-- Start Records provided --

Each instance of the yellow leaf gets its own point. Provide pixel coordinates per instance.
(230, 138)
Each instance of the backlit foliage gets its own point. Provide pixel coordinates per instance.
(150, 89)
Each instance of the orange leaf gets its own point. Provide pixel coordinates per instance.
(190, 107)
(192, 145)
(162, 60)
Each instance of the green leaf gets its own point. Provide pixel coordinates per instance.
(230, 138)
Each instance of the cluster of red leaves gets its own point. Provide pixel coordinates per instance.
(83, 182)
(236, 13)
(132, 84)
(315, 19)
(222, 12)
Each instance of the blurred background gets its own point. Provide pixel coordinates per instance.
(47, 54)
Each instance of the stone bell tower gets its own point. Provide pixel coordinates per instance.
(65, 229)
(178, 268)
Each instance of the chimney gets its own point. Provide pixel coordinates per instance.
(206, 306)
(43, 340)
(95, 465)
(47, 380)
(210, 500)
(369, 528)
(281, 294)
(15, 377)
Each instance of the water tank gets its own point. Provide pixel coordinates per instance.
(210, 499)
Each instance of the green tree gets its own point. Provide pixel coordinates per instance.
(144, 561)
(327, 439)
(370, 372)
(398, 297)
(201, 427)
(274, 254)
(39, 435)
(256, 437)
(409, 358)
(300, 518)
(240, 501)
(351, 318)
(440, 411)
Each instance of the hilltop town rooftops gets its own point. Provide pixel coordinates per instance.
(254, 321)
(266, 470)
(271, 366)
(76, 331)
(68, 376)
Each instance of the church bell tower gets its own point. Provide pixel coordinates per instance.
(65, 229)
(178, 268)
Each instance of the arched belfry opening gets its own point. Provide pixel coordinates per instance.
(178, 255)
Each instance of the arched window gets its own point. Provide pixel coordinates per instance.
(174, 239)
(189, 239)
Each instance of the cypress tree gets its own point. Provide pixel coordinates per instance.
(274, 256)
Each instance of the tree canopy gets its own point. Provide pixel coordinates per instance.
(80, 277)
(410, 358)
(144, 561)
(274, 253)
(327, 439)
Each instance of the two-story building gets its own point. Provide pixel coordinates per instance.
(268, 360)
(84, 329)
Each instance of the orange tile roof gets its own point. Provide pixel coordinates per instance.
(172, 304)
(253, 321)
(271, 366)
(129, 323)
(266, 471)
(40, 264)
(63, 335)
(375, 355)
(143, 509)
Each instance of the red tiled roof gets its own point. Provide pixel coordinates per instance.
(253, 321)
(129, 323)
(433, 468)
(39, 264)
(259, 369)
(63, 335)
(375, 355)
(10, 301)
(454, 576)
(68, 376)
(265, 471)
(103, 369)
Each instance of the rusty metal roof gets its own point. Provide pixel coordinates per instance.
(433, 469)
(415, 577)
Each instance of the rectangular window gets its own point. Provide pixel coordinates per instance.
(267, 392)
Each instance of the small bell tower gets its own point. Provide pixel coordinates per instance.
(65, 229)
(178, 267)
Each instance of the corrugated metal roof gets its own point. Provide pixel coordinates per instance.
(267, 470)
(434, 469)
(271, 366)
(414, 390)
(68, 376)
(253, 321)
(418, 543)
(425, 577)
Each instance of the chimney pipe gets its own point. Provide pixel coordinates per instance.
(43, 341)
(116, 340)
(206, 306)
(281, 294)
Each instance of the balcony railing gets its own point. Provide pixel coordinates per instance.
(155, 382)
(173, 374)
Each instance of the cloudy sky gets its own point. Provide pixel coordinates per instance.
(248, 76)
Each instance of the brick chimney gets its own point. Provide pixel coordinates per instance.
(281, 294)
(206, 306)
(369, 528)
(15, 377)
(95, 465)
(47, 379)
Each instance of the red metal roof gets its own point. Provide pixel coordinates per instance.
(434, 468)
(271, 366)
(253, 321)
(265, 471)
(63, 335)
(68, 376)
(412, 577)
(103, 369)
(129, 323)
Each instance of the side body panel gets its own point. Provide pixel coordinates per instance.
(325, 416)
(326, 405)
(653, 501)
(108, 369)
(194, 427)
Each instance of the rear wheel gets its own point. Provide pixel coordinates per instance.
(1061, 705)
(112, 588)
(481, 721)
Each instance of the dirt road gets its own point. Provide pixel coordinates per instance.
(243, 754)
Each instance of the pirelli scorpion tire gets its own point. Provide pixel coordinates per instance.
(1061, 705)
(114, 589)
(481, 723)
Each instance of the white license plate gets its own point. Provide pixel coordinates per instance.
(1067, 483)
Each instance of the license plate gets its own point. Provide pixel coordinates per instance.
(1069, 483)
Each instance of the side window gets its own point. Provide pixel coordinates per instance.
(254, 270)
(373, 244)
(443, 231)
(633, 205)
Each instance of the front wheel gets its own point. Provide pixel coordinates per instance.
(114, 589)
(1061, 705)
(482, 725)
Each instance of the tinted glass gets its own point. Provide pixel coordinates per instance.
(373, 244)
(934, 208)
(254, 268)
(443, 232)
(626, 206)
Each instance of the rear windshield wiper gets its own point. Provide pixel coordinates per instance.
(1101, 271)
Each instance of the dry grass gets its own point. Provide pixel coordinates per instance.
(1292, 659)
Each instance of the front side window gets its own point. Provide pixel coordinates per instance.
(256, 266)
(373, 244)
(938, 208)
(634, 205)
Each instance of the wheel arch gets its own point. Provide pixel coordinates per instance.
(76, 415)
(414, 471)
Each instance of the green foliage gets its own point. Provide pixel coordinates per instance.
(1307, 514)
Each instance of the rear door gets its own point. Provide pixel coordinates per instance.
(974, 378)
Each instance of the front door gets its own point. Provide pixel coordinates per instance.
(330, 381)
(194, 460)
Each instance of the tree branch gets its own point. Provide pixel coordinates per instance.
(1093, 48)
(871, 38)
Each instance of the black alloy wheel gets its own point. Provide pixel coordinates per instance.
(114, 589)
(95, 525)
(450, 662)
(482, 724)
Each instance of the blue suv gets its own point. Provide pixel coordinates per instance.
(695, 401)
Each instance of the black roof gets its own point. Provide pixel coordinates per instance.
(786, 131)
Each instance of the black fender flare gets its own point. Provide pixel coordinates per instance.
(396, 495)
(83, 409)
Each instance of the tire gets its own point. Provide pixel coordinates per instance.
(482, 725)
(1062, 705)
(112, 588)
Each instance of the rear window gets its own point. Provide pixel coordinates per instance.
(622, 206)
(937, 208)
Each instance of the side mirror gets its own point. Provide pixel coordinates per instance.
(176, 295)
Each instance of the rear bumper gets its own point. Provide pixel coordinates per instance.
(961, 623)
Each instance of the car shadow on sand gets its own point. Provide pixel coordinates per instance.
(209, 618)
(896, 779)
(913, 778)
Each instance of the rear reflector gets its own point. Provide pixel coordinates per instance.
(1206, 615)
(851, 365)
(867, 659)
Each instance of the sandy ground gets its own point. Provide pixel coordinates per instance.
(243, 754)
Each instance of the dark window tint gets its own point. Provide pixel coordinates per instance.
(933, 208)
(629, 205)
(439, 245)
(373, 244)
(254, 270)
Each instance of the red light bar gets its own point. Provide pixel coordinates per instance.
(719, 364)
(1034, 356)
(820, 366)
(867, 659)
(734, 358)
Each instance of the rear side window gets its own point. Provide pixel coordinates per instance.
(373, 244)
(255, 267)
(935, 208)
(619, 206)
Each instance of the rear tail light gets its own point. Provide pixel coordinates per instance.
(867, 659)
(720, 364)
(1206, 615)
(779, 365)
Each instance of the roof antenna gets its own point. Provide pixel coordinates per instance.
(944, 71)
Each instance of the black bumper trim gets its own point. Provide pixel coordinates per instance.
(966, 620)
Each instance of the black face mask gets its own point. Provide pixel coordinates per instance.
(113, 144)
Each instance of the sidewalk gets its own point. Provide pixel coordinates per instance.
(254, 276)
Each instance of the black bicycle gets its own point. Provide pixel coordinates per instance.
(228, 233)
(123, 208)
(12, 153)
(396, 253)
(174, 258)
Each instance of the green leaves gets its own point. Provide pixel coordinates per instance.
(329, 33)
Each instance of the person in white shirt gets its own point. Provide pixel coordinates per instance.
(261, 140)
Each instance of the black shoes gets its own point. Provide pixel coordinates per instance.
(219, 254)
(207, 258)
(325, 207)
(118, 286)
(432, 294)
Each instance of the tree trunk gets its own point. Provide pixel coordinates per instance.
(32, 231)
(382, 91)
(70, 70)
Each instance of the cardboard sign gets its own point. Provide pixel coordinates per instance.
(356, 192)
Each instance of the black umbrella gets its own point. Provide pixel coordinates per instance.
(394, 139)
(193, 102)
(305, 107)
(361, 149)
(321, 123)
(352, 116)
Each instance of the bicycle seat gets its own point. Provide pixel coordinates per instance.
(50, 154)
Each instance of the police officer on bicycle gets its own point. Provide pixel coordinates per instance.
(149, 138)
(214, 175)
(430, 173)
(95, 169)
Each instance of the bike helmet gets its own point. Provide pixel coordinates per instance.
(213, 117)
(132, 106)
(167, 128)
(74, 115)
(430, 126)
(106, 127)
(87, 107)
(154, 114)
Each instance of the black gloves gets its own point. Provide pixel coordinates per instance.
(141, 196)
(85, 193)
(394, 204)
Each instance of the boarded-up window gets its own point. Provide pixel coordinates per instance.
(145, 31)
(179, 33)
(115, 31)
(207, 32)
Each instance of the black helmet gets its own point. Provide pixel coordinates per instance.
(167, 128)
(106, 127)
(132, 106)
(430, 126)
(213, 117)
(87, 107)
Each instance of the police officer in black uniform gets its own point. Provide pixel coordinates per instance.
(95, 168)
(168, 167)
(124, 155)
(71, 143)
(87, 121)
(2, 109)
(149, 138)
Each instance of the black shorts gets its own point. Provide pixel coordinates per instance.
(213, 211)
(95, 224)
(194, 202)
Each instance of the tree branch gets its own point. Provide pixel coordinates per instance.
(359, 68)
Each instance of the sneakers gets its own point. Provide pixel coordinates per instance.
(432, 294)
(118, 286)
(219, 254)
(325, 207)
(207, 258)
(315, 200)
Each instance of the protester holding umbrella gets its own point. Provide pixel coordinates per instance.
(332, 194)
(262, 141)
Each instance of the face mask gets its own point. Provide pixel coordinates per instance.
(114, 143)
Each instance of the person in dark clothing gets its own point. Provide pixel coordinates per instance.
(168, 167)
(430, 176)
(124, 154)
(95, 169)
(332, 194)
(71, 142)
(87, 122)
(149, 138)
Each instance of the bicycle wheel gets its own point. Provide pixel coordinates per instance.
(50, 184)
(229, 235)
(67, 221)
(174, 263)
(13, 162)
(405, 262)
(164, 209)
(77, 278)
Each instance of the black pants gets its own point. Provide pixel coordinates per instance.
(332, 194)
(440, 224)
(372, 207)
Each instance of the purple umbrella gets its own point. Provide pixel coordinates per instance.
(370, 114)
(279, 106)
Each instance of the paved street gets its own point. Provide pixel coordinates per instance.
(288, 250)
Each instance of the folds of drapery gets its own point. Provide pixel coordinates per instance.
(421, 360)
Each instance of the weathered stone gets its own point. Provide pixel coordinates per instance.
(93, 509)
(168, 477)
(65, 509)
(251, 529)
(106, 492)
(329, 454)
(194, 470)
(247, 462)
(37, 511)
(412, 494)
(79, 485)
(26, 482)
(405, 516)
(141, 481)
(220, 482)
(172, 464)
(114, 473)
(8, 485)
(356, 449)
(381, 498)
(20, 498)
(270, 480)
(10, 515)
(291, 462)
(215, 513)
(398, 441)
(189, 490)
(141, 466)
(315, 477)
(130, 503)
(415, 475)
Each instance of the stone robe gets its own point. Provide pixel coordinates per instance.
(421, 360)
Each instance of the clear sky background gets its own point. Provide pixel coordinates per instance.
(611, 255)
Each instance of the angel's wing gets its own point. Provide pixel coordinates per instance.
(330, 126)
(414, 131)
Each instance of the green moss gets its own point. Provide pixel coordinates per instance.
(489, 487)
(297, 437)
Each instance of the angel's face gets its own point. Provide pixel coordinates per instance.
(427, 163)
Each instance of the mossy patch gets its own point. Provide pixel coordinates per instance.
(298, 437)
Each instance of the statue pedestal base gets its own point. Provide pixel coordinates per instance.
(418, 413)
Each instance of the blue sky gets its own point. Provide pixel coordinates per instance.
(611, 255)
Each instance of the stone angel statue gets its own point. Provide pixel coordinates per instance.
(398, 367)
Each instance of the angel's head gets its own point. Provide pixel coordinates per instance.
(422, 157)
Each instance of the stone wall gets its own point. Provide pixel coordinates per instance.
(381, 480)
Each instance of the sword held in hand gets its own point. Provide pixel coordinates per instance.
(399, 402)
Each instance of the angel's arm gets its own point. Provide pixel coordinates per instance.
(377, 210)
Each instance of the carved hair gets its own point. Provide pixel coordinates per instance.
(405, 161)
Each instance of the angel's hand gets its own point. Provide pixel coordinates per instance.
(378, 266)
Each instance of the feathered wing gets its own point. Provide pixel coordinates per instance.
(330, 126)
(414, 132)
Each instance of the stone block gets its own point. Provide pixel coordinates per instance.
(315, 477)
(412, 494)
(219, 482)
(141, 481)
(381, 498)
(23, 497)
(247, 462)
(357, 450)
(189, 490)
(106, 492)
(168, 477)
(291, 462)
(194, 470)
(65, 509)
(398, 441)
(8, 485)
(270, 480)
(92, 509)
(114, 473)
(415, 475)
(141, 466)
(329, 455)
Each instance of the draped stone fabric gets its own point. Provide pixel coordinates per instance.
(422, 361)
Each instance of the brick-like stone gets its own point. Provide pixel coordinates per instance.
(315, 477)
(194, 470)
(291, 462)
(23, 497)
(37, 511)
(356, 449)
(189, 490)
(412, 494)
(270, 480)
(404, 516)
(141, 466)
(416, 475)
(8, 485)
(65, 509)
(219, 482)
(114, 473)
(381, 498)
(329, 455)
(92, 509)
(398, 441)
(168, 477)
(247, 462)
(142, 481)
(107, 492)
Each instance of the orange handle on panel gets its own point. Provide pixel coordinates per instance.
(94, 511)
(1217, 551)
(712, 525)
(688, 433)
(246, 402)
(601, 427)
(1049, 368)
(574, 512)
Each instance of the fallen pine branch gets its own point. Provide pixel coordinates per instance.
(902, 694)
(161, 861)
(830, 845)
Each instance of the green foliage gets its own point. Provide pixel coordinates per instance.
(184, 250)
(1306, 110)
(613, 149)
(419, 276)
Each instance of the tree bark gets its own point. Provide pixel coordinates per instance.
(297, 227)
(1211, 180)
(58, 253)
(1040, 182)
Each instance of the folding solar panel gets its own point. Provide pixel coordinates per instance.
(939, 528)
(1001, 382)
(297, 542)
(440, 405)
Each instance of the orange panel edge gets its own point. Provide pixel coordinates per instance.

-- End Records provided --

Task to complete:
Copy exactly, word for word, the line with "Each instance of the orange handle" through the final line of the listing.

Response to the exercise:
Each instance of the orange handle on panel gets its own point. Provide pixel coordinates per instance.
(94, 511)
(1217, 551)
(712, 525)
(688, 433)
(246, 402)
(601, 427)
(1049, 368)
(574, 512)
Each instance of the fallen pine branch gets its own point. Provide pixel coordinates per instance.
(902, 694)
(161, 861)
(830, 845)
Each instance of the green foliage gets its own point. Provide pixel coordinates per instance.
(184, 250)
(1306, 110)
(613, 149)
(419, 276)
Each instance of the tree bark gets its own point. Provide pixel coordinates per instance.
(297, 227)
(1211, 180)
(58, 253)
(1040, 182)
Each instance of the folding solar panel gets its own point. Provide pixel coordinates per instance.
(939, 528)
(1001, 382)
(297, 542)
(440, 405)
Each instance of the orange panel edge gets its own point. Provide pixel coordinates per instance.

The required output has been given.